▶ Task instructions: Identify each line below that contains the word "blue" and copy those lines in full.

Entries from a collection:
——————
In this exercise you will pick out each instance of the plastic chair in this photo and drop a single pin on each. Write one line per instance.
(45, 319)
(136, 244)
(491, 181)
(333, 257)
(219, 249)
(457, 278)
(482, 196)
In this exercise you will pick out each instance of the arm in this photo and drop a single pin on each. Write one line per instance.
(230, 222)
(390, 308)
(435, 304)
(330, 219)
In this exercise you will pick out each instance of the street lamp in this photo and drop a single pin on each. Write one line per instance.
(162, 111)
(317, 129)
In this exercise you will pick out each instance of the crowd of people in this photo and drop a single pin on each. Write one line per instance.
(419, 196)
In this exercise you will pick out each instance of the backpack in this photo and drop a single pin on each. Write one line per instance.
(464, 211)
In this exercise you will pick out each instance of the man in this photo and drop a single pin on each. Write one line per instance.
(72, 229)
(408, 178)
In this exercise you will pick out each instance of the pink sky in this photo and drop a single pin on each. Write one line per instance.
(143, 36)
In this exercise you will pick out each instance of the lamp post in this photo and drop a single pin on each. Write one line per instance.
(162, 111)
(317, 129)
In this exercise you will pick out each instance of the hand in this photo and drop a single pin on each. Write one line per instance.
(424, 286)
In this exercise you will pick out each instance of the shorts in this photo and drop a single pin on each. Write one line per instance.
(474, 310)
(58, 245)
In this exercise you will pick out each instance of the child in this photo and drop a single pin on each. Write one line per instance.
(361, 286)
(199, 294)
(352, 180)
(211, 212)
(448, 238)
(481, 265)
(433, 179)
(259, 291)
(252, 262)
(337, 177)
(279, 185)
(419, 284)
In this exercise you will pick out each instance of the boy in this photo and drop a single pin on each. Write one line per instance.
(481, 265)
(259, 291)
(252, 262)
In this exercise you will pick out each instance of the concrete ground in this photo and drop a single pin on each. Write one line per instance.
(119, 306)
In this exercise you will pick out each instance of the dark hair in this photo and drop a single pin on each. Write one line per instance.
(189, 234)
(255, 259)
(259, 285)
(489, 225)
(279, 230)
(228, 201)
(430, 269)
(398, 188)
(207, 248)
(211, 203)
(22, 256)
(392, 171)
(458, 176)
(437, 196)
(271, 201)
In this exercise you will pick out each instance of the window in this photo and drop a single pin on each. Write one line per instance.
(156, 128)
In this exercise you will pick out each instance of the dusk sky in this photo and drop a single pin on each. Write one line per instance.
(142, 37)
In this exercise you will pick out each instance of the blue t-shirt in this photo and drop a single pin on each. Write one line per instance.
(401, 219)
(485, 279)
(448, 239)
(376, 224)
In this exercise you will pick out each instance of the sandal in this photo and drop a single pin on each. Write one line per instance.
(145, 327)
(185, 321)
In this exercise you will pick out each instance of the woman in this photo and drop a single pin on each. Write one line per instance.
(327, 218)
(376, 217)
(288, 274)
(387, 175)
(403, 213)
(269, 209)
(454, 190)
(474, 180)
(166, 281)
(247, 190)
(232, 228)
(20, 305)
——————
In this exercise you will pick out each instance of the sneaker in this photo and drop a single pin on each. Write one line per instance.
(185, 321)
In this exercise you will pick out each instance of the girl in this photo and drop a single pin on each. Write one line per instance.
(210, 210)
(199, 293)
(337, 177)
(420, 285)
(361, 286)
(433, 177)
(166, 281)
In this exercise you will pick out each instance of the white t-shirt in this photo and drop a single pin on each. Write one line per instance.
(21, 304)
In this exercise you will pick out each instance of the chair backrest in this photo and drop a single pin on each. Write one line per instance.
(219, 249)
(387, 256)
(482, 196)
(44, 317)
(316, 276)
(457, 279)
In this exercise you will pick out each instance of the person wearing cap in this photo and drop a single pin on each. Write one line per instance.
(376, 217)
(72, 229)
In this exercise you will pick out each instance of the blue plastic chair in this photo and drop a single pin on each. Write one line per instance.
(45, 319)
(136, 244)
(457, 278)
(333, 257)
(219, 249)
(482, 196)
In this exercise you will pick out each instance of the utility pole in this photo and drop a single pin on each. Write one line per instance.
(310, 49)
——————
▶ Full response:
In this exercise you will pick out each instance of the blue t-shirt in this photo and drop a single pin on each. Write one line per instance.
In this exercise you will pick out each instance of the blue plastic chair in this photo and drop a single pin on each. Write one line per instance.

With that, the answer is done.